Description of the task ▸
This exercise calls for retyping every line below exactly, with the images omitted.

Referring expression data ▸
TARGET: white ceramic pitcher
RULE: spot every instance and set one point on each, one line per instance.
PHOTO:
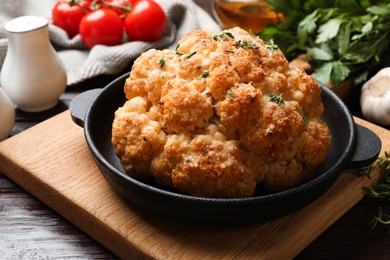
(7, 115)
(33, 75)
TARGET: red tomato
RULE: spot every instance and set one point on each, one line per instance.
(102, 26)
(121, 7)
(145, 22)
(132, 2)
(67, 15)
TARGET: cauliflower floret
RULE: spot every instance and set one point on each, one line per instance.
(219, 115)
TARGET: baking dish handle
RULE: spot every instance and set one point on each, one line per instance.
(80, 104)
(367, 148)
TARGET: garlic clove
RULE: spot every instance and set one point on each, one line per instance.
(375, 98)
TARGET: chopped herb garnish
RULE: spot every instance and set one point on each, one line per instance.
(204, 75)
(245, 44)
(223, 36)
(161, 62)
(304, 116)
(187, 56)
(177, 50)
(276, 99)
(271, 45)
(230, 93)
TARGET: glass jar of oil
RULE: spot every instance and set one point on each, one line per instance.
(251, 15)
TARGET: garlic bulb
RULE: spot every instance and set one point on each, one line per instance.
(375, 98)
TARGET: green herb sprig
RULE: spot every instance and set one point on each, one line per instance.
(381, 191)
(344, 39)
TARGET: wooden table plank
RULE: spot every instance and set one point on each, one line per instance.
(60, 171)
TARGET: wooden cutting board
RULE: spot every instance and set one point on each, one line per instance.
(52, 162)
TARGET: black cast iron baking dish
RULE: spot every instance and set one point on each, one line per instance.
(353, 146)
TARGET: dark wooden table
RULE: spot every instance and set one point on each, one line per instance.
(31, 230)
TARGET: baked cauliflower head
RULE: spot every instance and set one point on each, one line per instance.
(219, 116)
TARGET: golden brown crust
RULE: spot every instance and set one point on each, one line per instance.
(219, 115)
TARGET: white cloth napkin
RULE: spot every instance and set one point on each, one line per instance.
(82, 63)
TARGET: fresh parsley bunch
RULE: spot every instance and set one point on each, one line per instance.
(344, 38)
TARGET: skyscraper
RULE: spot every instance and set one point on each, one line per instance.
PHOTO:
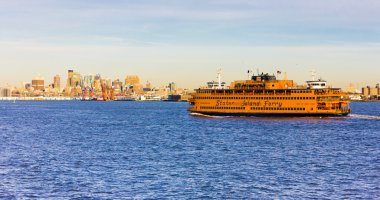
(57, 82)
(38, 83)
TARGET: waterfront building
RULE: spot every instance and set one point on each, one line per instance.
(369, 91)
(172, 87)
(57, 82)
(132, 84)
(38, 83)
(117, 86)
(5, 92)
(88, 81)
(72, 84)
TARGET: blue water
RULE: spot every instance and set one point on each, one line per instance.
(153, 150)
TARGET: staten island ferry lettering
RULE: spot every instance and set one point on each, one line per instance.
(264, 95)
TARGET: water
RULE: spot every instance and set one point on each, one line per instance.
(153, 150)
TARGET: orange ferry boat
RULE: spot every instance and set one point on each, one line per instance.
(264, 95)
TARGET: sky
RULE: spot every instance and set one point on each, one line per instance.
(186, 42)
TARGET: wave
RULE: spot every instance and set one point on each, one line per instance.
(208, 116)
(364, 116)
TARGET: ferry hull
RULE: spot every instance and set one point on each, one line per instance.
(272, 114)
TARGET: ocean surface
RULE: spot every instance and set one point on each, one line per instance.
(157, 150)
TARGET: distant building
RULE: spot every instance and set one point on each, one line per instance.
(5, 92)
(132, 84)
(57, 82)
(370, 92)
(73, 84)
(172, 87)
(88, 81)
(38, 83)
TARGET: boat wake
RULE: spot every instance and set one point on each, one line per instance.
(364, 116)
(208, 116)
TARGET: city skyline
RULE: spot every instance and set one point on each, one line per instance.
(186, 42)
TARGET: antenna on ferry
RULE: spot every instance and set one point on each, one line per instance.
(313, 74)
(219, 79)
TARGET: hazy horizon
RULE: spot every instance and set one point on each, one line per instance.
(187, 42)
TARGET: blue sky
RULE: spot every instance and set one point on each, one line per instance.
(187, 41)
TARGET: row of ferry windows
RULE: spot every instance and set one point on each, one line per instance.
(260, 98)
(222, 108)
(230, 91)
(270, 108)
(252, 108)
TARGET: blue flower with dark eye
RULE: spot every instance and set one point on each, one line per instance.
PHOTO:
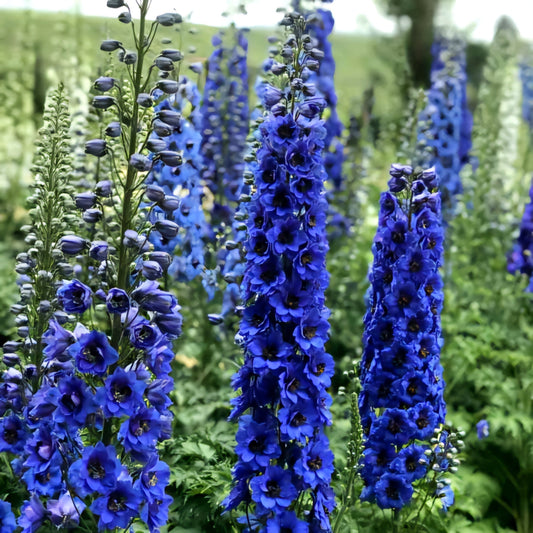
(93, 353)
(316, 462)
(8, 523)
(257, 441)
(75, 402)
(74, 296)
(117, 301)
(96, 471)
(117, 507)
(140, 432)
(122, 393)
(273, 490)
(393, 491)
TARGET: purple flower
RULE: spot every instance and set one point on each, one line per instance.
(117, 507)
(75, 297)
(273, 490)
(93, 353)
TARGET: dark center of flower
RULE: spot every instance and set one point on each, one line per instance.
(410, 464)
(273, 489)
(394, 426)
(422, 422)
(70, 401)
(397, 236)
(144, 427)
(297, 159)
(260, 247)
(392, 492)
(292, 301)
(92, 353)
(298, 420)
(306, 258)
(256, 445)
(315, 464)
(309, 332)
(319, 369)
(121, 392)
(10, 435)
(413, 325)
(95, 470)
(285, 131)
(116, 503)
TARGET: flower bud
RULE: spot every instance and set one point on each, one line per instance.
(172, 118)
(72, 244)
(166, 228)
(168, 86)
(110, 45)
(96, 147)
(162, 129)
(125, 17)
(172, 54)
(197, 67)
(99, 250)
(164, 63)
(113, 129)
(140, 162)
(170, 158)
(104, 188)
(145, 100)
(168, 19)
(104, 83)
(85, 200)
(156, 145)
(169, 203)
(152, 270)
(91, 216)
(130, 58)
(163, 258)
(154, 193)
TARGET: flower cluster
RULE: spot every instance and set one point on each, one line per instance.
(224, 128)
(173, 188)
(446, 123)
(84, 417)
(520, 259)
(526, 76)
(401, 402)
(283, 453)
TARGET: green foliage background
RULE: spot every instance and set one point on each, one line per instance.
(487, 319)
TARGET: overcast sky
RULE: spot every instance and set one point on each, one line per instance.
(476, 16)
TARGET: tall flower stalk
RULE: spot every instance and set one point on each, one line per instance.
(282, 477)
(92, 405)
(401, 403)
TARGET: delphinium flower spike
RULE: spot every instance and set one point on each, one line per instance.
(446, 123)
(88, 439)
(401, 402)
(224, 127)
(283, 453)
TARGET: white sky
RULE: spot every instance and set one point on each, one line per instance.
(478, 17)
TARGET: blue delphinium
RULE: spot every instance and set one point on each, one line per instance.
(224, 129)
(85, 407)
(401, 402)
(520, 259)
(174, 188)
(446, 123)
(283, 453)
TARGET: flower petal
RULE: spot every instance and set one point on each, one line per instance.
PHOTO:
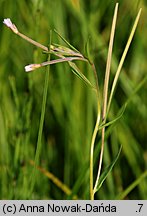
(10, 25)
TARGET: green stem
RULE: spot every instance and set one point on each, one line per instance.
(96, 128)
(39, 144)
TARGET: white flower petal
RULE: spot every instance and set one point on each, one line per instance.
(10, 25)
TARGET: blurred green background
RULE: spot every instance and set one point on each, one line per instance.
(71, 107)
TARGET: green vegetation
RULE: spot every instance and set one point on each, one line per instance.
(49, 118)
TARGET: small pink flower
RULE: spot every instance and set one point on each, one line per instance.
(10, 25)
(32, 67)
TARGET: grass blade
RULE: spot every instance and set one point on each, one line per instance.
(123, 58)
(132, 186)
(79, 74)
(107, 171)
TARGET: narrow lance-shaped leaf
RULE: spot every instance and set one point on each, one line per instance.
(72, 47)
(79, 74)
(116, 119)
(107, 171)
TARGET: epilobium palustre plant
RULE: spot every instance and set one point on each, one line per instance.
(69, 54)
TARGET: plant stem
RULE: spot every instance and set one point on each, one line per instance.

Your solution ▸
TARGET: white ceramic pitcher
RULE: spot every instance and set one point on each, one line per instance.
PHOTO:
(7, 115)
(33, 75)
TARGET: red tomato
RULE: spot every instance and set one point on each, one line per instance.
(102, 26)
(121, 7)
(145, 22)
(132, 2)
(67, 15)
TARGET: cauliflower floret
RULE: spot every instance and set one point on each, one line per instance.
(219, 115)
TARGET: baking dish handle
RULE: spot every instance and set one point on each, one line per instance.
(80, 104)
(367, 148)
TARGET: garlic clove
RULE: spot every instance and set one point on each, one line per instance.
(375, 98)
TARGET: chopped herb garnish
RULE: spot every instance and set one point on each, one line per instance.
(204, 75)
(245, 44)
(223, 36)
(161, 62)
(304, 116)
(187, 56)
(177, 50)
(276, 99)
(271, 45)
(230, 93)
TARGET: glass jar of oil
RULE: spot every instance and set one point on each, one line per instance.
(251, 15)
TARGET: garlic bulb
RULE: spot every instance and set one point on each, one line per instance.
(375, 98)
TARGET: green herb sprig
RULE: spot every instance and set one point on each, one line per instance.
(381, 191)
(344, 39)
TARGET: wooden table plank
RULE: spot every instance and set one point on each, one line per instance.
(60, 171)
TARGET: wooden cutting board
RULE: spot every instance and set one point on each, one line per instance.
(52, 162)
TARGET: black cast iron baking dish
RULE: spot every instance and set one point on each, one line per instance.
(353, 146)
TARGET: dark wooden table
RULE: spot every instance and set one point on each, one line per instance.
(31, 230)
TARGET: baked cauliflower head
RULE: spot every instance and set one point on each, one line per instance.
(219, 116)
TARGET: golden brown crust
RULE: spot every instance and set one point on each, one line per instance.
(219, 115)
TARGET: white cloth napkin
RULE: spot every instance and set one point on each, one line per instance.
(82, 63)
TARGET: fresh parsley bunch
RULE: spot every instance and set one point on each, one line per instance.
(344, 38)
TARGET: skyscraper
RULE: spot every instance and set one point on each, one line per instance.
PHOTO:
(57, 82)
(38, 83)
TARGET: waterfront building
RULE: spot every instance and set one point on each, one line per instance.
(369, 91)
(172, 87)
(57, 82)
(132, 84)
(38, 83)
(117, 86)
(5, 92)
(88, 81)
(72, 84)
TARGET: blue water
RULE: spot every instance and set one point on each, one line per instance.
(153, 150)
TARGET: staten island ferry lettering
RULE: spot every instance and set one point on each, one line per instance.
(264, 95)
TARGET: water
RULE: spot every instance and set one point on each, one line per instance.
(153, 150)
TARGET: orange ferry boat
RULE: spot every instance and set one point on each, one line per instance.
(264, 95)
TARGET: sky
RULE: spot every instance and set one point on each, one line per instance.
(186, 42)
TARGET: wave
RULE: spot every instance and set one point on each, one line per instance.
(208, 116)
(364, 116)
TARGET: ferry hull
RULE: spot every instance and set one point on each, one line per instance.
(272, 114)
TARGET: ocean surface
RULE: spot every instance and set one point on each, one line per instance.
(157, 150)
TARGET: distant building
RULE: spot every instance and set one point on each, one line per instance.
(5, 92)
(132, 84)
(57, 82)
(370, 92)
(73, 84)
(172, 87)
(88, 81)
(38, 83)
TARGET: boat wake
RULE: spot every instance and set one point on each, one line per instance.
(364, 116)
(208, 116)
TARGET: city skyline
RULE: spot every instance and set one point on each, one line per instance.
(186, 42)
TARGET: antenna on ferry
RULE: spot every instance and set one point on each, one line per instance.
(313, 74)
(219, 79)
TARGET: hazy horizon
RULE: spot every instance and set one point on each, one line per instance.
(187, 42)
TARGET: blue sky
RULE: spot every instance and set one point on each, one line per instance.
(187, 41)
TARGET: row of ferry windows
RULE: spot every instance and set one point on each, one line per instance.
(260, 98)
(222, 108)
(230, 91)
(270, 108)
(252, 108)
TARGET: blue flower with dark eye
RULE: spot every instance and set one point on each, one line per instance.
PHOTO:
(93, 353)
(316, 462)
(8, 523)
(257, 441)
(75, 402)
(74, 296)
(117, 301)
(96, 471)
(117, 507)
(140, 432)
(122, 393)
(273, 490)
(393, 491)
TARGET: purple flower
RULE: spot every instance and set one point on each, one line per instance.
(117, 507)
(75, 297)
(273, 490)
(93, 353)
TARGET: dark center of flower
RULE: spot every instance and set one point on each, one line per instance.
(410, 464)
(273, 489)
(394, 426)
(422, 422)
(70, 401)
(397, 236)
(144, 427)
(297, 159)
(260, 247)
(392, 492)
(292, 301)
(92, 353)
(298, 420)
(306, 258)
(256, 445)
(315, 464)
(309, 332)
(319, 369)
(121, 392)
(10, 435)
(413, 325)
(95, 470)
(285, 131)
(116, 503)
TARGET: flower bud
RULE: spot every instance and set one point on each, one line per instance.
(172, 118)
(72, 244)
(166, 228)
(168, 86)
(110, 45)
(96, 147)
(162, 129)
(125, 17)
(172, 54)
(197, 67)
(99, 250)
(164, 63)
(113, 129)
(140, 162)
(170, 158)
(104, 188)
(145, 100)
(168, 19)
(104, 83)
(85, 200)
(156, 145)
(169, 203)
(152, 270)
(91, 216)
(130, 58)
(163, 258)
(154, 193)
TARGET: flower cluster
RULE: spot every instance and set one point on each, one line per instance.
(224, 128)
(173, 188)
(446, 123)
(84, 417)
(520, 259)
(526, 76)
(401, 402)
(283, 453)
TARGET: green foliage background
RULE: spot every instance and set one point on each, one line per instance.
(487, 319)
TARGET: overcast sky
RULE: spot every instance and set one point on each, one line per instance.
(476, 16)
TARGET: tall flower stalk
RULE: spot every instance and set one point on each, one line per instance.
(282, 477)
(92, 405)
(401, 403)
TARGET: delphinium flower spike
RULE: spot every instance and set one point on each, one line per instance.
(446, 123)
(88, 439)
(401, 402)
(224, 127)
(283, 453)
TARGET: white sky
RULE: spot every instance and set one point on each, one line per instance.
(478, 17)
TARGET: blue delphinium
RULE: spot every instance and set one point on each, one line per instance.
(224, 129)
(85, 407)
(401, 402)
(520, 259)
(174, 188)
(446, 123)
(283, 453)
TARGET: flower petal
RULE: spot every instance and set one point on each, one line per instance.
PHOTO:
(10, 25)
TARGET: green stem
RULE: spot every instance and set one point on each, one line per instance.
(96, 128)
(39, 144)
TARGET: white flower petal
RULE: spot every instance and set one point on each, one line per instance.
(10, 25)
TARGET: blurred green background
RULE: spot every instance and set one point on each, one line per instance.
(71, 107)
TARGET: green vegetation
RULE: spot every instance and set one point on each, one line per instance.
(49, 118)
TARGET: small pink flower
RULE: spot every instance and set one point on each, one line per instance.
(10, 25)
(32, 67)
TARGET: grass blade
RULE: spot every instance and set one point on each, one line per instance.
(123, 58)
(132, 186)
(79, 74)
(107, 171)
TARGET: narrow lance-shaped leaf
RULE: spot every instance and set one point on each, one line per instance.
(72, 47)
(79, 74)
(116, 119)
(107, 171)
TARGET: epilobium palustre plant
RULE: spot every instance and set one point on each, one line per instance.
(69, 54)
TARGET: plant stem
RULE: spot every instance and set one point on each, one line per instance.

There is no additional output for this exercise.